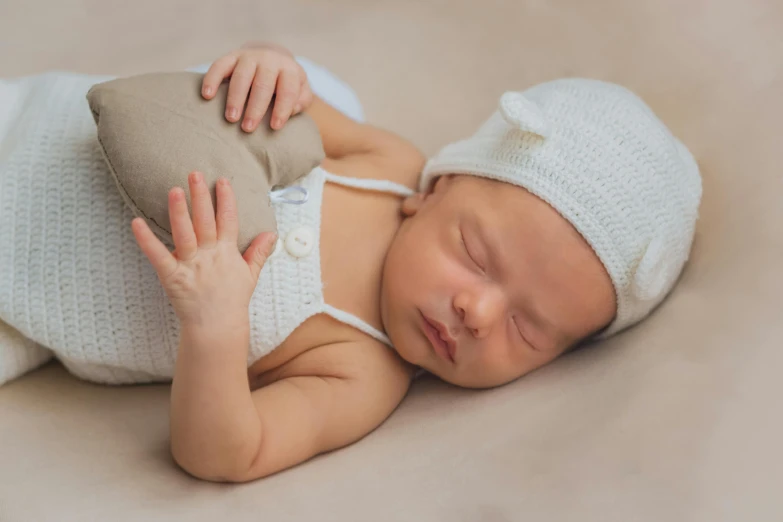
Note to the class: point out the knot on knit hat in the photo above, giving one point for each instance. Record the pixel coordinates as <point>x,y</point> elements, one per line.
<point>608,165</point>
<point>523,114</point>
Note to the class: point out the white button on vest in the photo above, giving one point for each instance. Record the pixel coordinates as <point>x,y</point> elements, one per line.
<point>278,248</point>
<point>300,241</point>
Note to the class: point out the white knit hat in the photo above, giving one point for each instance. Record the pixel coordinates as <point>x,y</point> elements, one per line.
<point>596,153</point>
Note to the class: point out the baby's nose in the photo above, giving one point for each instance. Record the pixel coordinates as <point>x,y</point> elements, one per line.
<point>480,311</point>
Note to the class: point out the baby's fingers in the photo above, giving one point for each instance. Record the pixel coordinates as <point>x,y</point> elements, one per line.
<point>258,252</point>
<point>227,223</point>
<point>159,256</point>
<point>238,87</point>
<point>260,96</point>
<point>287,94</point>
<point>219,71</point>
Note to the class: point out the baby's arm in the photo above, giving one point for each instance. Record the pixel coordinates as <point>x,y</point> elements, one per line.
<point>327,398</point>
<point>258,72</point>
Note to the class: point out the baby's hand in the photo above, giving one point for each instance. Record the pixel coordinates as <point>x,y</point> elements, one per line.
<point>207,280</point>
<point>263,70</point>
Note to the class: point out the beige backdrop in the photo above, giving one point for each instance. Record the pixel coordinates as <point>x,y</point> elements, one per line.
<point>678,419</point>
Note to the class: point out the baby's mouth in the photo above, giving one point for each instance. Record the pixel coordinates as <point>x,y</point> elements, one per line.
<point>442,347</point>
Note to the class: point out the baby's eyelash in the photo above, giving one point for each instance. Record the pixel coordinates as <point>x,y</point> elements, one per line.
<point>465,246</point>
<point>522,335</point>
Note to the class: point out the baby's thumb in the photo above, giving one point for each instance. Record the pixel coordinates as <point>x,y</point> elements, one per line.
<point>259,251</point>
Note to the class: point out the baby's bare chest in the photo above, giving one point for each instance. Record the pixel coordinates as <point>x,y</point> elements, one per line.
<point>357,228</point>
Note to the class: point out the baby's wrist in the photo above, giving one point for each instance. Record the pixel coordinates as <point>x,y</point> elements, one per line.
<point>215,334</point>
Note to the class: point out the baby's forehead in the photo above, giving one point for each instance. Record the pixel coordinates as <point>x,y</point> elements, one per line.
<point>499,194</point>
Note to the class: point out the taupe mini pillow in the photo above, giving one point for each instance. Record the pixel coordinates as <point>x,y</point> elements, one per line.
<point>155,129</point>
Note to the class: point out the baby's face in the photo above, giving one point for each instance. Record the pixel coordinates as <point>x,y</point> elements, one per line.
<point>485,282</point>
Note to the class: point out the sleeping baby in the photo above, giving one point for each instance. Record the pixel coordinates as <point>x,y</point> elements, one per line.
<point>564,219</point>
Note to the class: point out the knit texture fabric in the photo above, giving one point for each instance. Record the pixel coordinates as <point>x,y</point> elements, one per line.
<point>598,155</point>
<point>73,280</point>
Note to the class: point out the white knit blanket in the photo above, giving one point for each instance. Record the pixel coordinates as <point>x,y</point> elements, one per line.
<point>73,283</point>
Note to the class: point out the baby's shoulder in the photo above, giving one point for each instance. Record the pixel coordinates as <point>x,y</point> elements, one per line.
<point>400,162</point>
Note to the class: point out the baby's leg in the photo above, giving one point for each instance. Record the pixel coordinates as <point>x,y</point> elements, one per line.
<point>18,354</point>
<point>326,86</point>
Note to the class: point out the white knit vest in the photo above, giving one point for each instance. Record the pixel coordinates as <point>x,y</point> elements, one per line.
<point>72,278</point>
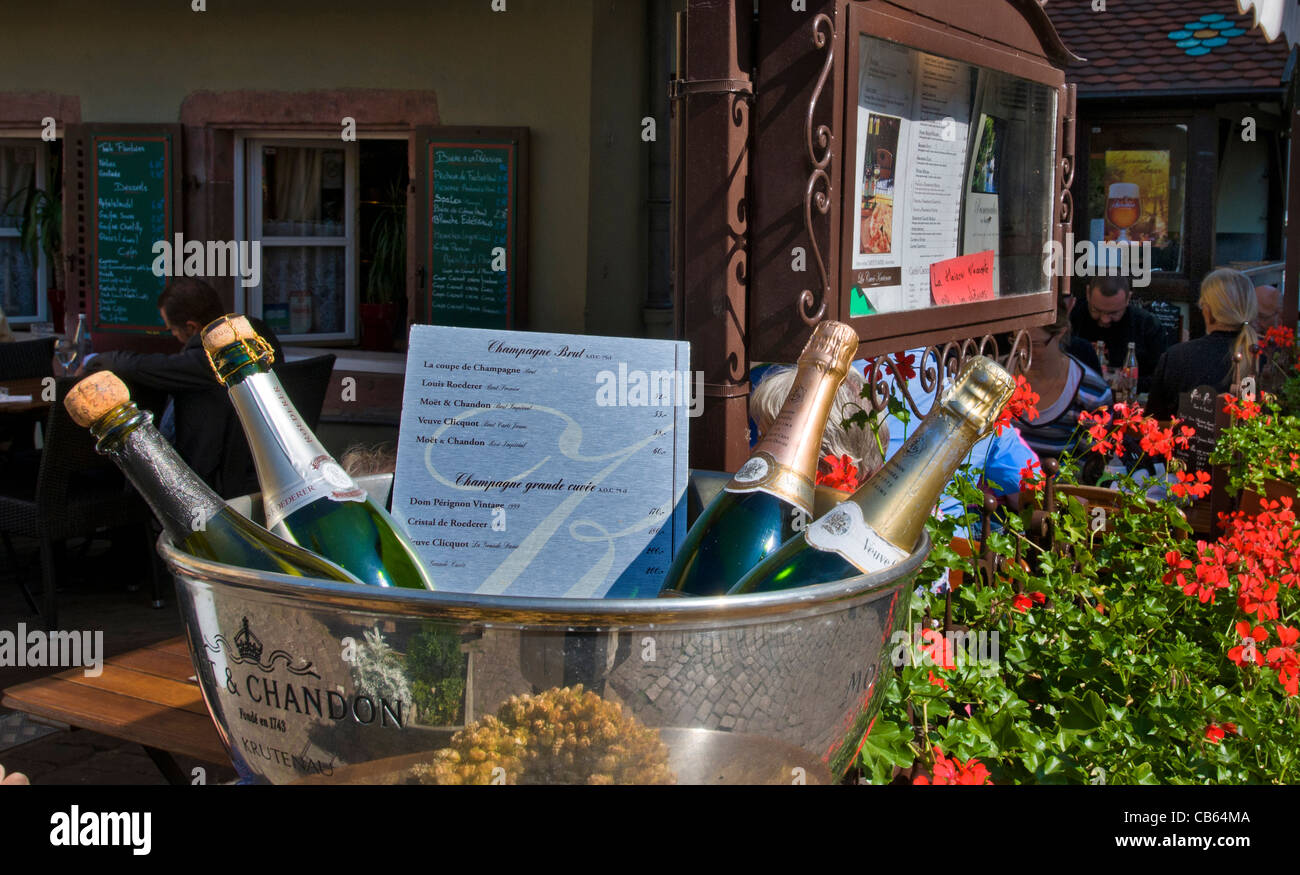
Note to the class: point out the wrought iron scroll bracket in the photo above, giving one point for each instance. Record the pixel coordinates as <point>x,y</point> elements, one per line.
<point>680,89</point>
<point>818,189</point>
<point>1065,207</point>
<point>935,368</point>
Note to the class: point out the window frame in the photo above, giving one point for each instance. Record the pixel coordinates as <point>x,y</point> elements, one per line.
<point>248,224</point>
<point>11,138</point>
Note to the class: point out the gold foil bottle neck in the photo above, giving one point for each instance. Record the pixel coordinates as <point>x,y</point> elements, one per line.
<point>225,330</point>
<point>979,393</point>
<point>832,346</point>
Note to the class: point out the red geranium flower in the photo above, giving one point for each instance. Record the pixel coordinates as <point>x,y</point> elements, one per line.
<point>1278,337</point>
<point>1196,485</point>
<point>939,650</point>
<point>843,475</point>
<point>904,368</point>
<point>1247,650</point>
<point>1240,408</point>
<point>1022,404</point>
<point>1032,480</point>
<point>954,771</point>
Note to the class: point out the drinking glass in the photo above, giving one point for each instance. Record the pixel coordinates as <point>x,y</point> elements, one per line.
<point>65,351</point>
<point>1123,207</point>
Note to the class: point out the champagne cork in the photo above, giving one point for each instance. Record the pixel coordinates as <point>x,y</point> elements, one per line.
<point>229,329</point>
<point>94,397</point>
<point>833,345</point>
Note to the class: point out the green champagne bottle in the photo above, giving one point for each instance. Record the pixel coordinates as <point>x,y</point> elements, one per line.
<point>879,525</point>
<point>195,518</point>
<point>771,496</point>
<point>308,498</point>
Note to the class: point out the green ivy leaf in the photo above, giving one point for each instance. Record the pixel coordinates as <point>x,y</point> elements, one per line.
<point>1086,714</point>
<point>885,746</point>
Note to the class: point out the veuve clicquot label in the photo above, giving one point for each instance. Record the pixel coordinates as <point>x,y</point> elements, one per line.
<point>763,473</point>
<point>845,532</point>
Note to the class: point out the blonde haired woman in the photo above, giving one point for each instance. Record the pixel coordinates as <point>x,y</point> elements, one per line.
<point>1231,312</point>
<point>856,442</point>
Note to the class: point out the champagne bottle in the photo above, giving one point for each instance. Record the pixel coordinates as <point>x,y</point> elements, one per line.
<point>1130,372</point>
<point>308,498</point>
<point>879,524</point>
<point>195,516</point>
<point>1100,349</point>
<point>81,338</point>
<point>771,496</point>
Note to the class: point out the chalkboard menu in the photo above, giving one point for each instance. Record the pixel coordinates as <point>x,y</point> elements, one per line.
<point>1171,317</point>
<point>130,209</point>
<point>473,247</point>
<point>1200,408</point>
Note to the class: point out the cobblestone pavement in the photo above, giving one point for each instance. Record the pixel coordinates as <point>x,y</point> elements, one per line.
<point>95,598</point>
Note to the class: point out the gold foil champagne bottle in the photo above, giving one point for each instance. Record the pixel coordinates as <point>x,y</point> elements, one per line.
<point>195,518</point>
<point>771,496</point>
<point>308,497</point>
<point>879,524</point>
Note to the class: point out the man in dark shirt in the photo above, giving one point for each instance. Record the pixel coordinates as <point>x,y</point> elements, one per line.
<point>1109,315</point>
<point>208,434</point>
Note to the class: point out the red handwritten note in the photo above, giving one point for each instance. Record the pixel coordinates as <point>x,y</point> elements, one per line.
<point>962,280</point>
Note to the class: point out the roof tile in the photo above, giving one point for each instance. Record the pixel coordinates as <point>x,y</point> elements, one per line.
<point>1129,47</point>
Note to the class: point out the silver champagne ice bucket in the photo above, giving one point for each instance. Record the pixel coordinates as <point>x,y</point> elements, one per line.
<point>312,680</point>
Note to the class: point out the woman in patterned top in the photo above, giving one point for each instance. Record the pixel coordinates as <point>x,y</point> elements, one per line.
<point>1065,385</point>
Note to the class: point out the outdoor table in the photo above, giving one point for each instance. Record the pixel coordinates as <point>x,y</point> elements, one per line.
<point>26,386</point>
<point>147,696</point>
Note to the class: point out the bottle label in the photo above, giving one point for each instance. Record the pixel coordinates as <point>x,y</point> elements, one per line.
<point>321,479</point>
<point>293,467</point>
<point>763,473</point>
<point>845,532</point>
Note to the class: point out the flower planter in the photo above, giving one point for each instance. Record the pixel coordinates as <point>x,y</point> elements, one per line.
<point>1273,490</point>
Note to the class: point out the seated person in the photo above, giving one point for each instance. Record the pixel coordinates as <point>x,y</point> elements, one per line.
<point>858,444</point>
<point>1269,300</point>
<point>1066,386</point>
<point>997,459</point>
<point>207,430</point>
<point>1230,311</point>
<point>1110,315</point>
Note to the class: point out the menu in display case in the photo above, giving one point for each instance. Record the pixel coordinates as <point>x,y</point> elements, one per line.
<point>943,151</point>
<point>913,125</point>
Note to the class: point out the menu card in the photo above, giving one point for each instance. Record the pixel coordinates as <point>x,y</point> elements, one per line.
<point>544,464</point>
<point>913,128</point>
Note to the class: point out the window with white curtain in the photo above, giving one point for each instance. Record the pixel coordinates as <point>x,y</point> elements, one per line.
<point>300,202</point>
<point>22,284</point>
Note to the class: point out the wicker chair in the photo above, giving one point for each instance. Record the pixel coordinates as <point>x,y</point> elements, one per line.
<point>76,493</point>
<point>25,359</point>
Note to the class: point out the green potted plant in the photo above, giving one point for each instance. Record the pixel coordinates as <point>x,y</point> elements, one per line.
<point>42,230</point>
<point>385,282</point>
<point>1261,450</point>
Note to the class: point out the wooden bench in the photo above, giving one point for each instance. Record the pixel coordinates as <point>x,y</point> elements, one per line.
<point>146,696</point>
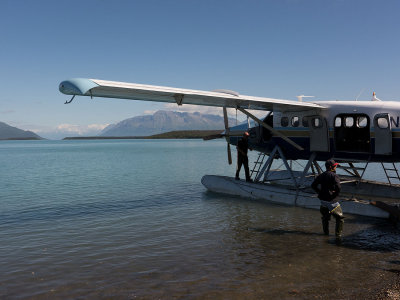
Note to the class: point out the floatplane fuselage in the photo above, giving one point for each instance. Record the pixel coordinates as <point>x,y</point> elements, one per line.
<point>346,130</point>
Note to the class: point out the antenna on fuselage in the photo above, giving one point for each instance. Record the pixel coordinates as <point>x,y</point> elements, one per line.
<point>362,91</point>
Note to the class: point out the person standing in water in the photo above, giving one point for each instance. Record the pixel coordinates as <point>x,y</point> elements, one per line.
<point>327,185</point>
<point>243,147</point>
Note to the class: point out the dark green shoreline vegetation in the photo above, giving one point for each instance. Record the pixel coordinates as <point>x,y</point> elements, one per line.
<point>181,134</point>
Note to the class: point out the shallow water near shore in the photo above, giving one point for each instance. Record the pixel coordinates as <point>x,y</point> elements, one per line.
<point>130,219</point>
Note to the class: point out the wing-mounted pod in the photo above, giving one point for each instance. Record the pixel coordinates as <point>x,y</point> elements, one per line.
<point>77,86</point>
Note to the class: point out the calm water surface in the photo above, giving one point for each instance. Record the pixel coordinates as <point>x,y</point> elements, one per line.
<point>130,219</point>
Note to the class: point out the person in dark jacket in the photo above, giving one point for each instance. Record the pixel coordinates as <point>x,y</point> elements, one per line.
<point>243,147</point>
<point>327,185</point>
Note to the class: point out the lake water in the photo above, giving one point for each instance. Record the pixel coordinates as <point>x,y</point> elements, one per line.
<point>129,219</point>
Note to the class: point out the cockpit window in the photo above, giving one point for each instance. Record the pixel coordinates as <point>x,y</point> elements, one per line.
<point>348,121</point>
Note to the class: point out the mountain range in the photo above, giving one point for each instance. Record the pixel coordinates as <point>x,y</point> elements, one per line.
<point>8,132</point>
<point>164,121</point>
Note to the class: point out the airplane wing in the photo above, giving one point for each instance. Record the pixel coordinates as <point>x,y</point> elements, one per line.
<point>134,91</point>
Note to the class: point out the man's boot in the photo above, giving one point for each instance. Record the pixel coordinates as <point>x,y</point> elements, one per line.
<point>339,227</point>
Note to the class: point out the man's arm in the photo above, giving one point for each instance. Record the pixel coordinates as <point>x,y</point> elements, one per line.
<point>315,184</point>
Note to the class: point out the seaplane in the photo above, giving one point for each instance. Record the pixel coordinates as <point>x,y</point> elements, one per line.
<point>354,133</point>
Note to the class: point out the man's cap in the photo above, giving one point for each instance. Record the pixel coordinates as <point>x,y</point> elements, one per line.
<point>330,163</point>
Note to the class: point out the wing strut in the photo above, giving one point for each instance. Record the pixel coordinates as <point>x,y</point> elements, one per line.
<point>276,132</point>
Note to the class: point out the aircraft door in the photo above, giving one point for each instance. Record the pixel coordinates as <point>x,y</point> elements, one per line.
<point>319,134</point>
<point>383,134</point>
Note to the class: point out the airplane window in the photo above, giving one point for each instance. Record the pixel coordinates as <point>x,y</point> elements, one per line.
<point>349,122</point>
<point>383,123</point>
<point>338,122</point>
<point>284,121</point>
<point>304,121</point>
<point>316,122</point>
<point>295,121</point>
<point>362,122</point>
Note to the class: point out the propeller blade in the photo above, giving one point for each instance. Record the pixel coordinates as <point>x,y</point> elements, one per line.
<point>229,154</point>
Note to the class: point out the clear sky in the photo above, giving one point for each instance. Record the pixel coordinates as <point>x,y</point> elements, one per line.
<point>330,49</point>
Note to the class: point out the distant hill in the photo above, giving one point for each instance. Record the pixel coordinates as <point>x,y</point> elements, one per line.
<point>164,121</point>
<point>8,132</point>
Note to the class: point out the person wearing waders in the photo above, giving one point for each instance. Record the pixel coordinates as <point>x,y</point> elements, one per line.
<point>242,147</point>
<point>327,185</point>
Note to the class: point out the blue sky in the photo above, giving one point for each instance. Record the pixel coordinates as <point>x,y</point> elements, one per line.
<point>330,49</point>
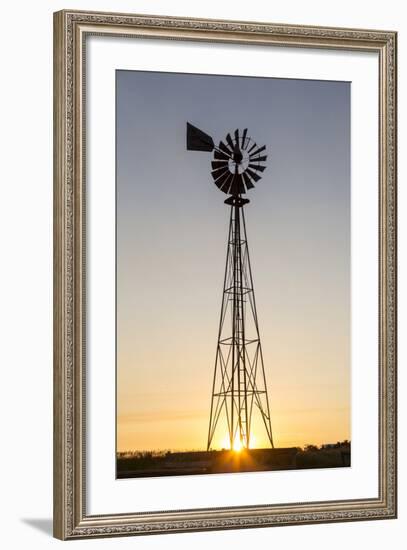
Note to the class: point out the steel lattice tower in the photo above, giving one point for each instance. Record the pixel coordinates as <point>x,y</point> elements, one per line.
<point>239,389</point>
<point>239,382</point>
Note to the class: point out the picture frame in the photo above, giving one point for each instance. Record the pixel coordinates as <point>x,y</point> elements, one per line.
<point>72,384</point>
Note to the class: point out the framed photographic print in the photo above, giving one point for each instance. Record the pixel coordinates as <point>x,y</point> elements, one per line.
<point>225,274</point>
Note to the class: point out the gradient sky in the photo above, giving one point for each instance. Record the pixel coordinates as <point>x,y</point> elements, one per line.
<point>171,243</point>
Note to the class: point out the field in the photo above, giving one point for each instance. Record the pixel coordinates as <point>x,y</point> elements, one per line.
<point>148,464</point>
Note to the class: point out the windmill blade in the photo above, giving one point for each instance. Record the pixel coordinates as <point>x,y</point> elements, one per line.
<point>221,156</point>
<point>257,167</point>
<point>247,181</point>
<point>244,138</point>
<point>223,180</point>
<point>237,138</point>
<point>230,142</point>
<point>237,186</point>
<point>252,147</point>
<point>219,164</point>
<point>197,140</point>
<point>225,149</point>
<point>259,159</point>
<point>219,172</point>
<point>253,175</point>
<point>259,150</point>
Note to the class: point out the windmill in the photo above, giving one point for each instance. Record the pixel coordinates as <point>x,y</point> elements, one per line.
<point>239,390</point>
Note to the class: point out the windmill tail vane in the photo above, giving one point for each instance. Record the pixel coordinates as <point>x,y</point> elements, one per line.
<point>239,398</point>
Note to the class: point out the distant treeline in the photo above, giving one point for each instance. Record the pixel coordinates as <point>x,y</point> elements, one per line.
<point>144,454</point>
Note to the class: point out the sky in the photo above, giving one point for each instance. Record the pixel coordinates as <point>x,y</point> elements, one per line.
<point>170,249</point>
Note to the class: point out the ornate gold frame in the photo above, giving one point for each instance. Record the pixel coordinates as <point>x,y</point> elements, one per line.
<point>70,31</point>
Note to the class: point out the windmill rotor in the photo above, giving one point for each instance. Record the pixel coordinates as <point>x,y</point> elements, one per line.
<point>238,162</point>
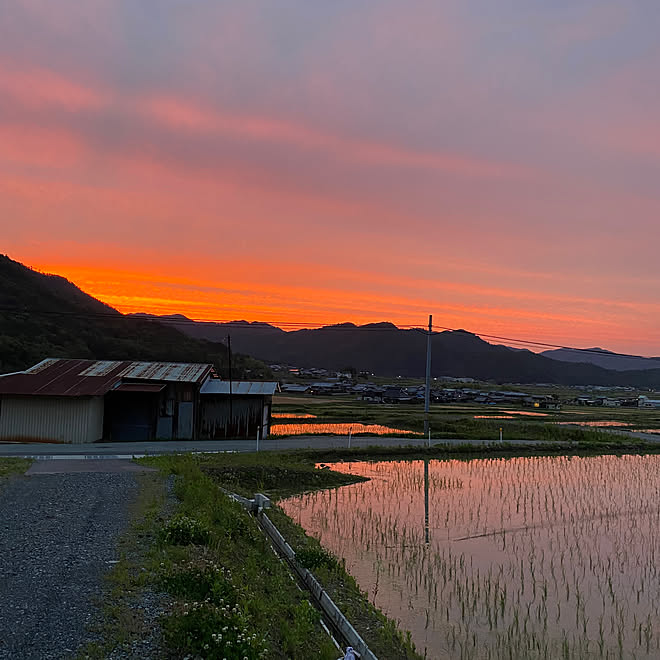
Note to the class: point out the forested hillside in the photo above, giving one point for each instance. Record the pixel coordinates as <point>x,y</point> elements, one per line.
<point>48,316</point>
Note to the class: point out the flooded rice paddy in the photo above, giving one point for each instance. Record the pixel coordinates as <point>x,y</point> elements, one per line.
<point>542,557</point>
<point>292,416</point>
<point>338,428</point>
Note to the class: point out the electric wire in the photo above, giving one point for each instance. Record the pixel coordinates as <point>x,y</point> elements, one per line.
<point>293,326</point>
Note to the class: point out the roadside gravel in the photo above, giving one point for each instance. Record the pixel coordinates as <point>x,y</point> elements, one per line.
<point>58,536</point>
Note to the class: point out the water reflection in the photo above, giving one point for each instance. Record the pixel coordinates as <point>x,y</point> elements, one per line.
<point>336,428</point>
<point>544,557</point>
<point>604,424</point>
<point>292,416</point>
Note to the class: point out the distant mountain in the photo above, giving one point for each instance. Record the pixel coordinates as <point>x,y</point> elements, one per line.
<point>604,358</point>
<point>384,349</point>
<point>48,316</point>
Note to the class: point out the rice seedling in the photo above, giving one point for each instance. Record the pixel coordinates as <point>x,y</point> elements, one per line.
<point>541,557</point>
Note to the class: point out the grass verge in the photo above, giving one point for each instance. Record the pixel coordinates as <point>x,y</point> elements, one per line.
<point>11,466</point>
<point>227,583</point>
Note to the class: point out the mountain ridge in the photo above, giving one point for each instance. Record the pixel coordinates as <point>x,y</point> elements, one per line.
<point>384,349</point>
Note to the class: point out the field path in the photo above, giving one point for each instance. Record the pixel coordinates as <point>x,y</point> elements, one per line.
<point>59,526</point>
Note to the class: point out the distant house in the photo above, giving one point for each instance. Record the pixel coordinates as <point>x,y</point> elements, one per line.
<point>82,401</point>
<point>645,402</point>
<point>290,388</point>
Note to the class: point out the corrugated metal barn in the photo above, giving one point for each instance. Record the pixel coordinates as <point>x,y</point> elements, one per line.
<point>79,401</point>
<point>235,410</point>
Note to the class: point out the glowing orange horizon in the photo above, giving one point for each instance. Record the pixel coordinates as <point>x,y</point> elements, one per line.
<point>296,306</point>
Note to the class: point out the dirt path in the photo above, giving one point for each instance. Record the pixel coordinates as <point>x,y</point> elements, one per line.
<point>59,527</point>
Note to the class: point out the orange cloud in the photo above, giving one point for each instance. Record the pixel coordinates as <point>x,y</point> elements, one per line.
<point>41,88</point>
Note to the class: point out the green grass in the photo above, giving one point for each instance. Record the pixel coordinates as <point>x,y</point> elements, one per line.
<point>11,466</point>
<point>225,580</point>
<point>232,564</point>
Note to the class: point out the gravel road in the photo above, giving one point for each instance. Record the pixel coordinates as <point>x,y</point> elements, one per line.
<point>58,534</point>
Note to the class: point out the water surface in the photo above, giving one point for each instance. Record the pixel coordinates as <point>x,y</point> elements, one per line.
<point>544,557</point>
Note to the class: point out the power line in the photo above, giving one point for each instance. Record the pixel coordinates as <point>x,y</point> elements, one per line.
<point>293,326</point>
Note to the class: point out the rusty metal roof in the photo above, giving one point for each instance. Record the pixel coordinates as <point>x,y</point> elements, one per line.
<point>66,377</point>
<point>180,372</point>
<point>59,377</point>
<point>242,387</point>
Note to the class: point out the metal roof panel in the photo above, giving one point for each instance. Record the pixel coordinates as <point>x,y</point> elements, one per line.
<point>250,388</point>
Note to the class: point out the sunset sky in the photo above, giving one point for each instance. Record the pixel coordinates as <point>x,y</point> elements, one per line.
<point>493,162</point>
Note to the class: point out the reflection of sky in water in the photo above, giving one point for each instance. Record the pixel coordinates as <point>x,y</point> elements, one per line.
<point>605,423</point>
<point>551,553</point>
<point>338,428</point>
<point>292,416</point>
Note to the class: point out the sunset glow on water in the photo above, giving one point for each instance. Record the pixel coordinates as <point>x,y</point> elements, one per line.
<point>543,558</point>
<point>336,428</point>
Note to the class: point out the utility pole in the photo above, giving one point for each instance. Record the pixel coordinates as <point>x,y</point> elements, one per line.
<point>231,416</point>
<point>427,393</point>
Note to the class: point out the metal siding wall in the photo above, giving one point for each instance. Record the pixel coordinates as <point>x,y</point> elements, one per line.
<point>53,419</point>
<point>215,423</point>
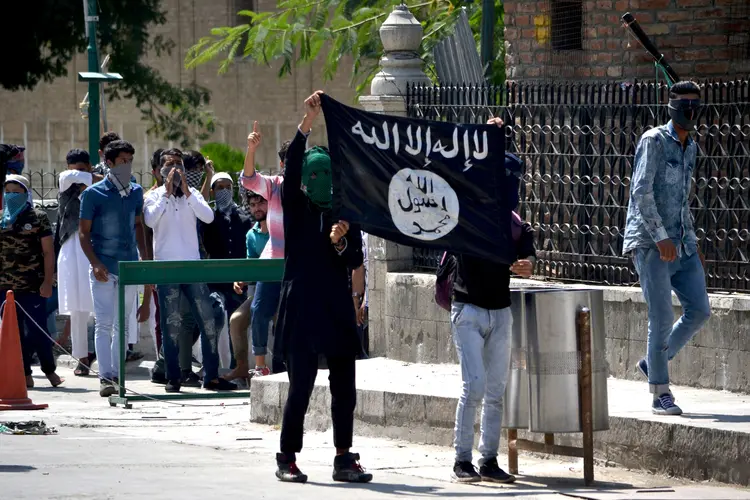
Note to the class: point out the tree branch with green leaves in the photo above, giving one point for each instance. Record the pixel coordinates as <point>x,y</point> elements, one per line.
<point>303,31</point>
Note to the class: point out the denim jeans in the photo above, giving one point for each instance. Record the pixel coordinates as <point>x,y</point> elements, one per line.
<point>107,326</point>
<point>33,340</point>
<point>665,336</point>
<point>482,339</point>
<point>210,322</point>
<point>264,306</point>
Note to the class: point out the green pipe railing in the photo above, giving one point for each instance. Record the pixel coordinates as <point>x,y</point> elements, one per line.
+++
- **Aim of the task**
Lay out the part of the rows that opens with the line containing "Note to the class: point out the window with" and closes with the line containing "<point>181,134</point>", both ends included, as a Markdown table with the columns Number and Line text, numbering each line in order. Skip blank lines and leave the pictures out.

- **Answer for this exercise**
| Number | Line text |
|---|---|
| 1 | Note to the class: point out the window with white curtain in the photo above, giving one point for each instance. Record the pixel coordinates as <point>x,y</point> elements, one per line. |
| 2 | <point>300,202</point> |
| 3 | <point>22,284</point> |
| 4 | Note to the class: point out the wicker chair in the photo above, giving one point for each instance. Record the pixel coordinates as <point>x,y</point> elements, one per line. |
| 5 | <point>76,493</point> |
| 6 | <point>25,359</point> |
| 7 | Note to the class: point out the green potted plant in the photo above, giving one point for each instance. Record the pixel coordinates as <point>x,y</point> elements, one per line. |
| 8 | <point>42,230</point> |
| 9 | <point>385,282</point> |
| 10 | <point>1261,450</point> |
| 11 | Note to the class: point out the wooden bench in the photo above, giving one point for each instance. Record the pixel coordinates as <point>x,y</point> elements, one per line. |
| 12 | <point>146,696</point> |
| 13 | Note to the class: point out the floatplane fuselage in the photo above, giving one point for each instance. Record the pixel coordinates as <point>x,y</point> elements, one per line. |
| 14 | <point>346,130</point> |
| 15 | Note to the class: point out the antenna on fuselage in the photo above, giving one point for each instance. Record the pixel coordinates as <point>x,y</point> elements, one per line. |
| 16 | <point>362,91</point> |
| 17 | Note to the class: point out the person standing in water in the photo above, giving one point for each instance. Record the pixel coordinates as <point>x,y</point> elements, one per line. |
| 18 | <point>327,185</point> |
| 19 | <point>243,147</point> |
| 20 | Note to the class: point out the dark green shoreline vegetation in the photo above, giving one point for each instance. Record the pixel coordinates as <point>x,y</point> elements, one per line. |
| 21 | <point>181,134</point> |